(Region annotation entries)
•••

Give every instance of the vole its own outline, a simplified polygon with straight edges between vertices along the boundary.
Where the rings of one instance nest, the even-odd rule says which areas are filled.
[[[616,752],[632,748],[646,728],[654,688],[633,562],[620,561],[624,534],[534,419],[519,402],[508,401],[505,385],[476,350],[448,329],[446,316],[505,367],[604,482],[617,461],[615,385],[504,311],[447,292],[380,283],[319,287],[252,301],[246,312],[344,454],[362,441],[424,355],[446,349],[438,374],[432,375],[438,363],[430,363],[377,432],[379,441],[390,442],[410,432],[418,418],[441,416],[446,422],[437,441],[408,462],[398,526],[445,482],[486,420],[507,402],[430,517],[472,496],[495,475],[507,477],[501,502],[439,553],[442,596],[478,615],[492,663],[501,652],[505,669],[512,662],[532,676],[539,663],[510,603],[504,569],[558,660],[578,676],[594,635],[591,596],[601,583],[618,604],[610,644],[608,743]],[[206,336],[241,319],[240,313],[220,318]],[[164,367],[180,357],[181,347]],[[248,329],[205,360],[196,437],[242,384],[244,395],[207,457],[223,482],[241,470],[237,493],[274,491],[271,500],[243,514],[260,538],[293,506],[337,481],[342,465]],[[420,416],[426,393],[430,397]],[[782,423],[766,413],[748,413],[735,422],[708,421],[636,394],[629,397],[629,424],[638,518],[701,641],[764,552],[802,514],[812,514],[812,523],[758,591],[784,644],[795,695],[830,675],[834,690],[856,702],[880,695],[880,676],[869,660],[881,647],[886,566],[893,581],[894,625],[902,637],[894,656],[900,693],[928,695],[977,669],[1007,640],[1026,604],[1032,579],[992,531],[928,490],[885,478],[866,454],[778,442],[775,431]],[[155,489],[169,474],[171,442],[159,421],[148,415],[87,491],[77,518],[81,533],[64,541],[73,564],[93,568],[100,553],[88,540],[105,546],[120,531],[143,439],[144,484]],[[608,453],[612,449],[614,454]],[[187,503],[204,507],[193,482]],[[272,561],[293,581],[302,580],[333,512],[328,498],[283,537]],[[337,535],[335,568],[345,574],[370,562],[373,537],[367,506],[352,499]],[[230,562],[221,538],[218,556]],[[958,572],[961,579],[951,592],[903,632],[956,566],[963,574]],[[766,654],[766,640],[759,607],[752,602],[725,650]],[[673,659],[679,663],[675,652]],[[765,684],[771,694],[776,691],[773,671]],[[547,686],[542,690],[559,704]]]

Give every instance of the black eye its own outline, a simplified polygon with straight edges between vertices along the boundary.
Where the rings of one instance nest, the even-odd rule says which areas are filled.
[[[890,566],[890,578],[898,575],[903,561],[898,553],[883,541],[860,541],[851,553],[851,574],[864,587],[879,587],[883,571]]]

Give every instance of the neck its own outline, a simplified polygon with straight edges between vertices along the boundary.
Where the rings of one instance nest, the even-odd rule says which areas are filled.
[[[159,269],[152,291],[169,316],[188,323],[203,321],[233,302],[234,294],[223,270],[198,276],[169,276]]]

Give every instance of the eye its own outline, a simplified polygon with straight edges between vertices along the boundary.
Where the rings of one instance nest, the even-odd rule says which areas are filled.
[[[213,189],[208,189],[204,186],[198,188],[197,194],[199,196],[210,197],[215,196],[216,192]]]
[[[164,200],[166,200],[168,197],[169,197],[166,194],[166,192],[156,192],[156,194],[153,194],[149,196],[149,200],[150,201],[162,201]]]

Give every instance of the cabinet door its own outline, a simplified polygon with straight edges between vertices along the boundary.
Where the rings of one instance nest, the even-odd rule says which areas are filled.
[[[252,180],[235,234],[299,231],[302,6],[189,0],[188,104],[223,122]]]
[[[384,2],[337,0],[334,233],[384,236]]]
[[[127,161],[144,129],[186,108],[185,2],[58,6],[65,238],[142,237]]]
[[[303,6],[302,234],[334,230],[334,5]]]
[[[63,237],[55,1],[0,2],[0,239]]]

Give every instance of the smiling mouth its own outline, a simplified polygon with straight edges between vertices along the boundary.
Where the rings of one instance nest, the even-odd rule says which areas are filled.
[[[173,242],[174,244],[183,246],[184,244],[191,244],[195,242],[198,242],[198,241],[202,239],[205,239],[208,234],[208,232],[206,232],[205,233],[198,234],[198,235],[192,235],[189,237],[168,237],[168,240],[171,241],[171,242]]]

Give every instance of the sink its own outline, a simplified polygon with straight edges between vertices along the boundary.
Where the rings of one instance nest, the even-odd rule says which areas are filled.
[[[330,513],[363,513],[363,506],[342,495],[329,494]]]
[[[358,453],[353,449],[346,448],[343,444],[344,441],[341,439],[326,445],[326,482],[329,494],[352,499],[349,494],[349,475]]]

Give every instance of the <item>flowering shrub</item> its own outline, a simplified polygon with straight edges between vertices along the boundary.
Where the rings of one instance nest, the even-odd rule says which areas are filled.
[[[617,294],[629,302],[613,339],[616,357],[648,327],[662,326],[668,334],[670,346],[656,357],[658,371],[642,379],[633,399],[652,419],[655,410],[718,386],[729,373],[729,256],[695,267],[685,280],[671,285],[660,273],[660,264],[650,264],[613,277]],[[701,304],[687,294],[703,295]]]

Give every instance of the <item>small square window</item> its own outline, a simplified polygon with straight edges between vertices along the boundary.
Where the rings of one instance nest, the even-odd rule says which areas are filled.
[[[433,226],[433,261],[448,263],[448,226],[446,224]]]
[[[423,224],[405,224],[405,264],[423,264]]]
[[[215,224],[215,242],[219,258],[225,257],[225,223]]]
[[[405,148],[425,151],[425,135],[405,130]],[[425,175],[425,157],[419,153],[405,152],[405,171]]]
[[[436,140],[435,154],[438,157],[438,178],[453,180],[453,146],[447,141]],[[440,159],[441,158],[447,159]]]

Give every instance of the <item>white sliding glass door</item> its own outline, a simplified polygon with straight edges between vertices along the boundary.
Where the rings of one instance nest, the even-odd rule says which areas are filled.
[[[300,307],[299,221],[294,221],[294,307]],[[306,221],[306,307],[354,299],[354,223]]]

•••

» Exercise brief: Convert the stretch of the data from the line containing "Give every instance of the <item>flowering" through the end of the data into a numbered list, leaving out blank lines.

» Exercise answer:
1. Give every instance of the <item>flowering shrub</item> its own outline, a simplified polygon with straight edges between vertices along the boundary.
2. Where the rings of one instance nest, the even-odd rule says which areas are filled.
3. [[[617,294],[629,302],[613,339],[616,357],[648,327],[662,326],[668,334],[670,346],[656,357],[658,371],[642,379],[633,399],[652,419],[655,410],[718,386],[729,373],[729,256],[695,267],[685,280],[671,285],[660,273],[660,264],[650,264],[613,277]],[[701,304],[687,294],[703,295]]]
4. Give every instance of the <item>small square window</item> its own outline, a simplified polygon with straight edges between vertices along the boundary.
5. Where the rings of one instance nest, the even-odd rule says which areas are filled.
6. [[[433,226],[433,261],[448,263],[448,226],[446,224]]]
7. [[[423,224],[405,224],[405,264],[423,264]]]
8. [[[215,224],[215,242],[219,258],[225,257],[225,223]]]
9. [[[405,148],[425,151],[425,135],[405,130]],[[425,175],[425,157],[419,153],[405,152],[405,171]]]
10. [[[436,140],[435,154],[438,157],[438,178],[453,180],[453,146],[447,141]],[[440,159],[441,158],[447,159]]]
11. Give every instance of the <item>white sliding glass door</item> its own outline, a simplified polygon with straight edges between vertices along the boundary.
12. Where the rings of one instance nest, the even-odd rule says which areas are filled.
13. [[[300,307],[299,221],[294,221],[294,307]],[[306,221],[306,307],[354,299],[354,223]]]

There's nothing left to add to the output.